Data listing

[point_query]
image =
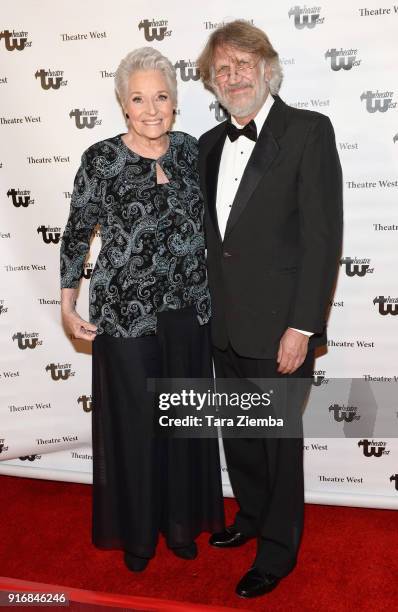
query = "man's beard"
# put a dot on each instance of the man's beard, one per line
(245, 108)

Problem statement
Copy everything in the listing above exactly except the pictures.

Task answer
[point_query]
image =
query = "man's beard"
# put a dot on each instance of the man's beard, one per line
(245, 108)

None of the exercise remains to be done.